* BEGIN *

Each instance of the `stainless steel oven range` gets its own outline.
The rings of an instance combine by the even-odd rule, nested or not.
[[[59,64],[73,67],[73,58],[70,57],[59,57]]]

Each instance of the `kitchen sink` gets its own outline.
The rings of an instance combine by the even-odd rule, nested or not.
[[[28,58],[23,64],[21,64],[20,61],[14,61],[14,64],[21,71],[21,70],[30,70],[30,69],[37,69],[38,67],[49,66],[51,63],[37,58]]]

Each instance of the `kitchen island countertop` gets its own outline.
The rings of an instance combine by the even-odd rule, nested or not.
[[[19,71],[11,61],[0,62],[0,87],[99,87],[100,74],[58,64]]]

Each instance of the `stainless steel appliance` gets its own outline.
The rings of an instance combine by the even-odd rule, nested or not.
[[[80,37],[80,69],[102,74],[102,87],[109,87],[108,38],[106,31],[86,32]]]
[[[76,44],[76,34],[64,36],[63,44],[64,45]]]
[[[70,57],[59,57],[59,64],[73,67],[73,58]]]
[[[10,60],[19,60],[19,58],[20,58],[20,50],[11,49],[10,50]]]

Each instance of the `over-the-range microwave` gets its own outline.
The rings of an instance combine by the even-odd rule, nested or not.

* END *

Problem details
Return all of the above records exactly, leaving no line out.

Finished task
Each instance of the `stainless steel oven range` gets its own outline.
The rings of an instance combine by the even-odd rule, nested or not.
[[[59,64],[73,67],[73,58],[70,57],[59,57]]]

Each instance of the `kitchen sink` gets its own outline.
The rings of an instance combine by the even-odd rule, nested or not.
[[[28,58],[23,64],[21,64],[20,61],[14,61],[14,64],[21,71],[21,70],[30,70],[30,69],[37,69],[38,67],[49,66],[51,63],[37,58]]]

Each instance of the `kitchen island countertop` gets its own outline.
The rings of an instance combine by the even-odd rule, nested or not.
[[[19,71],[11,61],[0,62],[0,87],[99,87],[100,74],[58,64]]]

Each instance of the `stainless steel appliance` gets its own outline.
The rings of an instance combine by the even-odd rule, nested or not.
[[[80,37],[80,69],[102,74],[102,87],[109,87],[108,38],[106,31],[86,32]]]
[[[76,44],[76,34],[64,36],[63,44],[64,45]]]
[[[70,57],[59,57],[59,64],[73,67],[73,58]]]
[[[10,60],[19,60],[19,58],[20,58],[20,50],[11,49],[10,50]]]

Each instance of the `over-the-range microwave` gets its own outline.
The rings of an instance combine by the even-odd rule, nested or not.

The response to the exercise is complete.